_ACTIVITIES:_
1. According to the course description, how many lessons does the course have, and how long is each one?
2. Decide whether each statement agrees with the course description, answering yes or no and quoting the words that settle it: (a) the online lessons are pre-recorded; (b) taking the course requires prior knowledge of chemical science; (c) in a group of two or more people, each person pays 150 Eur.
3. From the course description, quote word for word the passage that begins with the words containing "Finally, we know" and ends with "is not clear!).".

_PAGE EXCERPT:_

——

The course stems from my knowledge of chemistry combined with a passion for cooking and aims to stimulate creativity in the kitchen through greater understanding and a systematic approach to culinary matters.
The idea for the course came when I adopted a plant-based diet and found myself revolutionizing my cooking approach, until then based largely on animal derivatives.
Understanding which oil is best for frying; why we need to let a roast (or seitan!) rest; which starch to choose for different preparations; why it is possible to turn the hob off to cook pasta; what role tomatoes and dried mushrooms play in a preparation, why bread becomes stale … The answers are found in the knowledge of the ingredients.
The course starts from theoretical bases and moves into the practical aspect, providing useful knowledge not only to those who want to deal with “free-from” cooking, but to anyone interested in a better understanding of what happens when cooking.
The course is online (Zoom platform) but is run synchronously, not pre-registered. I strongly believe in direct interaction, which allows for exchange, discussion, mutual enrichment through questions and doubts.
Three lessons (about three hours each):
– The chemical-physical structure of macro-foods and fibers: not only the nutritional aspect of proteins, fats, and carbohydrates but structure and properties. Amino acids, fatty acids, sugars have completely different structures and it is from their diversity that the properties of the complex molecules that make up our food stem.
– The cooking behavior of macro-foods and their organoleptic properties: knowing their characteristics allows us to transform – for example – a mayonnaise or a traditional short crust pastry into their plant-based equivalents; a deeper knowledge of the structure of foods allows us to understand how to replace butter in a plant-based preparation, which starch is best suited to thicken a cream, and much more. You will understand the effect of acid in the preparation of meringues, how to keep the color of an aromatic herb alive, why baking soda is more useful than sugar in the preparation of tomato sauce, the use of fibers beyond nutritional aspects.
– In the last part of the course we go through concrete and practical examples of culinary preparations, as well as seeing how to replace ingredients of animal origin with plant-based ones yet maintaining the organoleptic experience to which a culinary tradition based on meat, eggs and dairy products has accustomed us. We will understand how a gluten-free dough can be prepared and how, instead, gluten can be used it to replace meat. We will also see how to and prepare some basic ingredients of plant-based cuisine and why it can be a good idea to take the time to do that.
Finally, we know how the four basic tastes allow us to create appetizing dishes but the knowledge of the “fifth taste”, the flavor or umami, is not easily replicable in plant-based preparations. The breakdown of this flavor into its fundamental elements allows us to “reconstruct” it and therefore to replicate, even if not completely, this fundamental organoleptic component.
We will also talk about oleogustus, and its important evolutionary role.
The course is of obvious interest to those who are thinking about transitioning to a plant-based diet, but any cook will be stimulated in their creativity and become more confident in being able to meet any need.
Explanations are technical and detailed but do not require prior knowledge of chemical science, so everyone should be able to enjoy the course (also, you can interrupt me any time if something is not clear!).
Due to time zone differences, it is difficult to set fixed dates/times so the course will be generally run on a one-to-one basis at a cost of 180 Eur/195 USD. If a group of 2+ people is formed, the cost is 150 Eur /165 USD per person. I issue a regular tax-deductible (if applicable) invoice.

——

[Phrase grounding data]
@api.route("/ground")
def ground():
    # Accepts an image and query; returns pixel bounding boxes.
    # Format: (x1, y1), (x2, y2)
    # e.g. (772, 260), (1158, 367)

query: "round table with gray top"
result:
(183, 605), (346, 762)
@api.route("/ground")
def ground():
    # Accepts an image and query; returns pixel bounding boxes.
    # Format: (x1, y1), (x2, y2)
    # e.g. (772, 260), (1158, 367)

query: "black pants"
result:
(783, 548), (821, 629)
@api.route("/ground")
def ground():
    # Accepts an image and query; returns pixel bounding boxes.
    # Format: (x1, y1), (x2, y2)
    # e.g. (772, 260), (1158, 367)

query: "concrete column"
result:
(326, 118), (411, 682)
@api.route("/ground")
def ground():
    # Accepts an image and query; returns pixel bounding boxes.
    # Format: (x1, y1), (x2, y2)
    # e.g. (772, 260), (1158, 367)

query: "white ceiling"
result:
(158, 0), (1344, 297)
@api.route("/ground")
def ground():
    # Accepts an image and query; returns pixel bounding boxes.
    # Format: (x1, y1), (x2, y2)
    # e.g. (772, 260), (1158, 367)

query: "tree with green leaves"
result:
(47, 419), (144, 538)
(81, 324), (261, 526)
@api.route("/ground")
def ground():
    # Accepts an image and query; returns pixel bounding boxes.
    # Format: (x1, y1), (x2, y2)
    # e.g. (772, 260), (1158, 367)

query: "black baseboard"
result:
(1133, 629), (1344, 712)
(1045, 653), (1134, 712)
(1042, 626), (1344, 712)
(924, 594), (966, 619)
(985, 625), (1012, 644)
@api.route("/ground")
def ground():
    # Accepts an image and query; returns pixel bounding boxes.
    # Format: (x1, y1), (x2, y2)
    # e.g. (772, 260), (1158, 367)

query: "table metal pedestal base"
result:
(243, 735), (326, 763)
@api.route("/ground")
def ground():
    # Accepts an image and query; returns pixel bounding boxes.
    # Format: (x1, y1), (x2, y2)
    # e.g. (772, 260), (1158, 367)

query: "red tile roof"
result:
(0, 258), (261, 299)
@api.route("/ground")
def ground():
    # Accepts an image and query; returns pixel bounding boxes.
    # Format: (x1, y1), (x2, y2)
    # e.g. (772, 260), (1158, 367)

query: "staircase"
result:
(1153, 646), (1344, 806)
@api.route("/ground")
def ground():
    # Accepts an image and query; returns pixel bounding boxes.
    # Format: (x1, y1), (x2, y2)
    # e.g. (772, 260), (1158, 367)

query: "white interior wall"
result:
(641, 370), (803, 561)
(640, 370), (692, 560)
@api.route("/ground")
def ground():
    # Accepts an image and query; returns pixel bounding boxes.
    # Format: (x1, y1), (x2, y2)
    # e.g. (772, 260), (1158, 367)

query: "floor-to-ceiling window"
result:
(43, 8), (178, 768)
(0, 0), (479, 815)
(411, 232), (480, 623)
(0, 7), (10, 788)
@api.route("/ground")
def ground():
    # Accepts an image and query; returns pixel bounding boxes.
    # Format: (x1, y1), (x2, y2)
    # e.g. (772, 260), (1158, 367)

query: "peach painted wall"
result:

——

_SOLUTIONS FOR EACH TASK:_
1. Three lessons, each about three hours long.

2.
(a) No: "run synchronously, not pre-registered."
(b) No: "do not require prior knowledge of chemical science."
(c) Yes: "If a group of 2+ people is formed, the cost is 150 Eur /165 USD per person."

3.
Finally, we know how the four basic tastes allow us to create appetizing dishes but the knowledge of the “fifth taste”, the flavor or umami, is not easily replicable in plant-based preparations. The breakdown of this flavor into its fundamental elements allows us to “reconstruct” it and therefore to replicate, even if not completely, this fundamental organoleptic component.
We will also talk about oleogustus, and its important evolutionary role.
The course is of obvious interest to those who are thinking about transitioning to a plant-based diet, but any cook will be stimulated in their creativity and become more confident in being able to meet any need.
Explanations are technical and detailed but do not require prior knowledge of chemical science, so everyone should be able to enjoy the course (also, you can interrupt me any time if something is not clear!).